***** RECORDS FOR THE TASK *****

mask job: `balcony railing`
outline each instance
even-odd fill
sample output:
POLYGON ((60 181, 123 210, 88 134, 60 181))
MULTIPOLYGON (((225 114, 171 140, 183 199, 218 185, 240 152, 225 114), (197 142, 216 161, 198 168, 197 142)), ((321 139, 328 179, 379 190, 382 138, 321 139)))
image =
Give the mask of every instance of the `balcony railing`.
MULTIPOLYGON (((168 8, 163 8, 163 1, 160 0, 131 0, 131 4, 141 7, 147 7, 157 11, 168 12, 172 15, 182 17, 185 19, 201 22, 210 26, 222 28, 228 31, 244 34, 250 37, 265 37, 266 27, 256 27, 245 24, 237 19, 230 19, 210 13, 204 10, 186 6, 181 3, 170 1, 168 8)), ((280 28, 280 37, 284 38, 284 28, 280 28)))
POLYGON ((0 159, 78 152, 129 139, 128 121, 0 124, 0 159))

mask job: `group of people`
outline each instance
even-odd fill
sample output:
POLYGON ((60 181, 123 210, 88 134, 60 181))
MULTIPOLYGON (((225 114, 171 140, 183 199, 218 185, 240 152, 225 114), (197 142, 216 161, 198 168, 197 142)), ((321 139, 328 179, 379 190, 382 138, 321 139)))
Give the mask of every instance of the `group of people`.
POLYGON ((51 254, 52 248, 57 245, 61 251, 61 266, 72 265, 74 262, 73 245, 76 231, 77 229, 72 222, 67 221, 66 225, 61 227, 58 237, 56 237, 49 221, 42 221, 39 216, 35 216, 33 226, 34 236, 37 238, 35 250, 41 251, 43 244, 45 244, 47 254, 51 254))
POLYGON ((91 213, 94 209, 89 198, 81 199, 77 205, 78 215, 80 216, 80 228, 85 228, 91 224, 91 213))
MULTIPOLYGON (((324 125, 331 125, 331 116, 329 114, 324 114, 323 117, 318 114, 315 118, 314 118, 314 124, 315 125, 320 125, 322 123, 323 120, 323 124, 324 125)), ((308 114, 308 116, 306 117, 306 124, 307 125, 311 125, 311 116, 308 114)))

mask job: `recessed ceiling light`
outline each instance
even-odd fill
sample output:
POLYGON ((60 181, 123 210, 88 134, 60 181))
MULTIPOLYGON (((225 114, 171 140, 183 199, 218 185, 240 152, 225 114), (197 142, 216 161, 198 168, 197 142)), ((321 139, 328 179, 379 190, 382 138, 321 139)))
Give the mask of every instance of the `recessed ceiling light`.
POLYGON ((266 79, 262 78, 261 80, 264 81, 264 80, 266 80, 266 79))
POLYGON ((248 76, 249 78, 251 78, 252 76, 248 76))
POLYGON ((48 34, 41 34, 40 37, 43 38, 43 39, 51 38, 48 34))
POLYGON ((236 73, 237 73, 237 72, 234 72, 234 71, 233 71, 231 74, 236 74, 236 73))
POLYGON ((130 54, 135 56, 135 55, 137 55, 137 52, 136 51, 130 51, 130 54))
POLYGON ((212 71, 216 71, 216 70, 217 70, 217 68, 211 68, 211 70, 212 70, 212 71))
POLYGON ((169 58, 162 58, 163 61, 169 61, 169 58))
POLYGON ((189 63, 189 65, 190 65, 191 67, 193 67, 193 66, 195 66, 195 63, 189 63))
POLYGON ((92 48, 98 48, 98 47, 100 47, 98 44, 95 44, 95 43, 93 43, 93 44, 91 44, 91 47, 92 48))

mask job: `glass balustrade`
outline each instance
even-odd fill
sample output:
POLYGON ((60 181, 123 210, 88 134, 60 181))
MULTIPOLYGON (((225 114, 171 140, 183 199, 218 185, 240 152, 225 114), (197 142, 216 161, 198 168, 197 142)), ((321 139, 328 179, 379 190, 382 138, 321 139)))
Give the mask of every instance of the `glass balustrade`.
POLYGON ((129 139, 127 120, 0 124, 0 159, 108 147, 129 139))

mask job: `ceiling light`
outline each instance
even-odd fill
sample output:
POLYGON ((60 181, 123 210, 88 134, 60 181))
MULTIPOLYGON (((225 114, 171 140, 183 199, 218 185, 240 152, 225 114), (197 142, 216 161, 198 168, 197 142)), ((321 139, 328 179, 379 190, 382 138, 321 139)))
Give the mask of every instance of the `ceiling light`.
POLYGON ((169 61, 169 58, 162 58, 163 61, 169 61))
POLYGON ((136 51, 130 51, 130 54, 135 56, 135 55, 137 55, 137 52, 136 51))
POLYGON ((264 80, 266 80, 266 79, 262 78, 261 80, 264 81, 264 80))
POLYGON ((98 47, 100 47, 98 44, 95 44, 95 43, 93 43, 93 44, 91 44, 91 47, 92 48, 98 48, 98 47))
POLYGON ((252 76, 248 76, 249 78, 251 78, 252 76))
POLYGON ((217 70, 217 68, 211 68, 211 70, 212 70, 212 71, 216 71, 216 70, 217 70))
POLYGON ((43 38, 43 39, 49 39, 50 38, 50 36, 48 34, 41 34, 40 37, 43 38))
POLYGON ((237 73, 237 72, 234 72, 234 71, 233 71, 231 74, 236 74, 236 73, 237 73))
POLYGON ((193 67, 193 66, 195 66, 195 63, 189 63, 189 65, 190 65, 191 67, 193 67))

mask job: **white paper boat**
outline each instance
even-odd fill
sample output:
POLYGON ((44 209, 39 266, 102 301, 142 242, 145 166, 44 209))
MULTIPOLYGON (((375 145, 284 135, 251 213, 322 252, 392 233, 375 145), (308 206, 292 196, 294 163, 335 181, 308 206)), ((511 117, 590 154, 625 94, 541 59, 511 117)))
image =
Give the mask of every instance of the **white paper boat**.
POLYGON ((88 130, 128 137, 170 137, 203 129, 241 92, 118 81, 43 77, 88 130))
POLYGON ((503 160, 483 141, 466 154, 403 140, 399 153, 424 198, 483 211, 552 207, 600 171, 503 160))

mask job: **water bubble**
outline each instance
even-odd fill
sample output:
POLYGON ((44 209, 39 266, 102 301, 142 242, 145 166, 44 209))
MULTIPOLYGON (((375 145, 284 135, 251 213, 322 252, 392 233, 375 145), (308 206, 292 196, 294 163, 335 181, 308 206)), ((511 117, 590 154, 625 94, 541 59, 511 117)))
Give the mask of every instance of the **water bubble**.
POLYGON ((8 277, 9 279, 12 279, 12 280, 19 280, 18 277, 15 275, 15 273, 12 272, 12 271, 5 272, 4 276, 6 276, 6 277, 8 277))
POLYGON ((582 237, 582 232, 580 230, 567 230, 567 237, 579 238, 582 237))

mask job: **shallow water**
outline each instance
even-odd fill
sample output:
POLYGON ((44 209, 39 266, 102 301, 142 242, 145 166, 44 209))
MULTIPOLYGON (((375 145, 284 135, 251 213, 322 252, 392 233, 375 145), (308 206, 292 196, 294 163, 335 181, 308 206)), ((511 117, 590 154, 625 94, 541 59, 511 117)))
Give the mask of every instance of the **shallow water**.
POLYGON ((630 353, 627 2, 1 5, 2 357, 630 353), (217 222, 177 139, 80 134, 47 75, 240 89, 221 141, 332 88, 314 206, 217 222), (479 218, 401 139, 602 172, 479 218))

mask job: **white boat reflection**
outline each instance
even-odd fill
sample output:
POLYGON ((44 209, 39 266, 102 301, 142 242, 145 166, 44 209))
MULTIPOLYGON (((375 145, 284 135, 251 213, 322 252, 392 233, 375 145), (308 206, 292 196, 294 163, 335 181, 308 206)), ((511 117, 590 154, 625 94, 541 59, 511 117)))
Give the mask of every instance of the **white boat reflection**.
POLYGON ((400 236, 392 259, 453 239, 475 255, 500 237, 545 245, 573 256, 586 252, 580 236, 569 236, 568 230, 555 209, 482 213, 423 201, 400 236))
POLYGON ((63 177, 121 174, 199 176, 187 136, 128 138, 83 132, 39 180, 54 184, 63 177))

*****

▸ **ASSIGNED TASK**:
A word-for-word restatement of the data above is required.

▸ **YOUR SOLUTION**:
mask job: `balcony railing`
outline each instance
even-odd fill
sample output:
POLYGON ((60 181, 123 210, 88 134, 60 181))
MULTIPOLYGON (((225 114, 171 140, 183 199, 218 185, 240 152, 225 114), (197 142, 216 161, 198 168, 197 142)), ((321 139, 328 179, 379 190, 382 138, 321 139)))
image =
Give the mask of every instance of the `balcony railing`.
MULTIPOLYGON (((168 8, 163 8, 163 1, 160 0, 131 0, 131 4, 141 7, 147 7, 157 11, 168 12, 172 15, 182 17, 185 19, 201 22, 210 26, 222 28, 228 31, 244 34, 250 37, 265 37, 266 27, 256 27, 245 24, 237 19, 230 19, 210 13, 204 10, 186 6, 181 3, 170 1, 168 8)), ((280 28, 280 37, 284 38, 284 28, 280 28)))
POLYGON ((0 159, 78 152, 129 139, 128 121, 0 124, 0 159))

mask job: `group of people`
outline each instance
even-odd fill
sample output:
POLYGON ((60 181, 123 210, 88 134, 60 181))
MULTIPOLYGON (((225 114, 171 140, 183 199, 218 185, 240 152, 225 114), (197 142, 216 161, 198 168, 197 142)), ((321 139, 328 179, 379 190, 382 138, 321 139)))
Give the mask of every instance of the `group of people`.
POLYGON ((51 254, 52 248, 57 245, 61 251, 61 266, 72 265, 74 262, 73 245, 76 231, 77 229, 72 222, 67 221, 66 225, 61 227, 58 237, 56 237, 49 221, 42 221, 39 216, 35 216, 33 226, 34 236, 37 238, 35 250, 41 251, 43 244, 45 244, 47 254, 51 254))
POLYGON ((91 213, 94 209, 89 198, 81 199, 77 205, 78 215, 80 216, 80 228, 85 228, 91 224, 91 213))
MULTIPOLYGON (((324 125, 331 125, 331 116, 329 114, 324 114, 323 117, 318 114, 315 118, 314 118, 314 124, 315 125, 320 125, 322 123, 323 120, 323 124, 324 125)), ((308 114, 308 116, 306 117, 306 124, 307 125, 311 125, 311 116, 308 114)))

mask job: `recessed ceiling light`
outline each instance
even-odd fill
sample output:
POLYGON ((60 181, 123 210, 88 134, 60 181))
MULTIPOLYGON (((225 114, 171 140, 183 199, 218 185, 240 152, 225 114), (197 142, 216 161, 198 168, 197 142)), ((321 139, 328 179, 379 190, 382 138, 321 139)))
Give the mask of every instance of the `recessed ceiling light`.
POLYGON ((266 79, 262 78, 261 80, 264 81, 264 80, 266 80, 266 79))
POLYGON ((248 76, 249 78, 251 78, 252 76, 248 76))
POLYGON ((48 34, 41 34, 40 37, 43 38, 43 39, 51 38, 48 34))
POLYGON ((236 73, 237 73, 237 72, 234 72, 234 71, 233 71, 231 74, 236 74, 236 73))
POLYGON ((130 54, 135 56, 135 55, 137 55, 137 52, 136 51, 130 51, 130 54))
POLYGON ((212 71, 216 71, 216 70, 217 70, 217 68, 211 68, 211 70, 212 70, 212 71))
POLYGON ((169 58, 162 58, 163 61, 169 61, 169 58))
POLYGON ((189 63, 189 65, 190 65, 191 67, 193 67, 193 66, 195 66, 195 63, 189 63))
POLYGON ((92 48, 98 48, 98 47, 100 47, 98 44, 95 44, 95 43, 93 43, 93 44, 91 44, 91 47, 92 48))

mask job: `glass balustrade`
outline each instance
even-odd fill
sample output:
POLYGON ((60 181, 123 210, 88 134, 60 181))
MULTIPOLYGON (((225 114, 171 140, 183 199, 218 185, 240 152, 225 114), (197 142, 216 161, 198 168, 197 142)), ((321 139, 328 179, 379 190, 382 138, 321 139)))
Give the mask of every instance of the `glass balustrade`.
POLYGON ((129 139, 127 120, 0 124, 0 159, 108 147, 129 139))

mask job: `ceiling light`
outline each instance
even-odd fill
sample output:
POLYGON ((60 181, 123 210, 88 134, 60 181))
MULTIPOLYGON (((225 114, 171 140, 183 199, 218 185, 240 152, 225 114), (197 142, 216 161, 198 168, 197 142)), ((321 139, 328 179, 379 190, 382 138, 321 139)))
Give the mask of every instance of the `ceiling light`.
POLYGON ((169 61, 169 58, 162 58, 163 61, 169 61))
POLYGON ((136 51, 130 51, 130 54, 135 56, 135 55, 137 55, 137 52, 136 51))
POLYGON ((264 80, 266 80, 266 79, 262 78, 261 80, 264 81, 264 80))
POLYGON ((98 47, 100 47, 98 44, 95 44, 95 43, 93 43, 93 44, 91 44, 91 47, 92 48, 98 48, 98 47))
POLYGON ((252 76, 248 76, 249 78, 251 78, 252 76))
POLYGON ((217 70, 217 68, 211 68, 211 70, 212 70, 212 71, 216 71, 216 70, 217 70))
POLYGON ((43 38, 43 39, 49 39, 50 38, 50 36, 48 34, 41 34, 40 37, 43 38))
POLYGON ((237 73, 237 72, 234 72, 234 71, 233 71, 231 74, 236 74, 236 73, 237 73))
POLYGON ((193 67, 193 66, 195 66, 195 63, 189 63, 189 65, 190 65, 191 67, 193 67))

mask job: **white paper boat**
outline each instance
even-odd fill
sample output:
POLYGON ((44 209, 39 266, 102 301, 142 242, 145 166, 44 209))
MULTIPOLYGON (((375 145, 284 135, 251 213, 322 252, 392 233, 375 145), (308 206, 292 196, 294 163, 335 181, 308 206)), ((511 117, 590 154, 625 94, 541 59, 511 117)))
image =
Give the mask of every instance of the **white paper boat**.
POLYGON ((88 130, 128 137, 170 137, 203 129, 241 92, 118 81, 43 77, 88 130))
POLYGON ((503 160, 483 141, 466 154, 403 140, 399 153, 424 198, 483 211, 552 207, 600 171, 503 160))

mask job: **water bubble**
outline each instance
even-odd fill
sample output:
POLYGON ((44 209, 39 266, 102 301, 142 242, 145 166, 44 209))
MULTIPOLYGON (((375 145, 284 135, 251 213, 322 252, 392 233, 375 145), (308 206, 292 196, 294 163, 335 181, 308 206)), ((511 117, 590 154, 625 94, 541 59, 511 117)))
Give the mask of every instance of the **water bubble**.
POLYGON ((8 277, 9 279, 12 279, 12 280, 19 280, 18 277, 15 275, 15 273, 12 272, 12 271, 5 272, 4 276, 6 276, 6 277, 8 277))
POLYGON ((582 237, 582 232, 580 230, 567 230, 567 237, 579 238, 582 237))

mask job: **shallow water**
outline each instance
even-odd fill
sample output:
POLYGON ((44 209, 39 266, 102 301, 142 242, 145 166, 44 209))
MULTIPOLYGON (((375 145, 284 135, 251 213, 322 252, 392 233, 375 145), (308 206, 292 196, 294 163, 335 181, 308 206)), ((511 117, 590 154, 625 94, 541 59, 511 117)))
Give the mask of every instance of the **shallow water**.
POLYGON ((630 353, 627 2, 1 5, 2 357, 630 353), (217 222, 177 139, 80 134, 47 75, 240 89, 221 141, 332 88, 314 206, 217 222), (479 218, 401 139, 602 172, 479 218))

mask job: **white boat reflection**
outline each instance
even-odd fill
sample output:
POLYGON ((44 209, 39 266, 102 301, 142 242, 145 166, 44 209))
MULTIPOLYGON (((375 145, 284 135, 251 213, 322 252, 392 233, 375 145), (308 206, 292 196, 294 163, 335 181, 308 206)), ((511 117, 590 154, 625 94, 541 59, 511 117)))
Give the mask of every instance of the **white boat reflection**.
POLYGON ((400 236, 392 259, 453 239, 475 255, 500 237, 545 245, 573 256, 586 252, 580 236, 569 236, 568 230, 555 209, 482 213, 423 201, 400 236))
POLYGON ((63 177, 121 174, 199 176, 187 136, 128 138, 83 132, 39 180, 54 184, 63 177))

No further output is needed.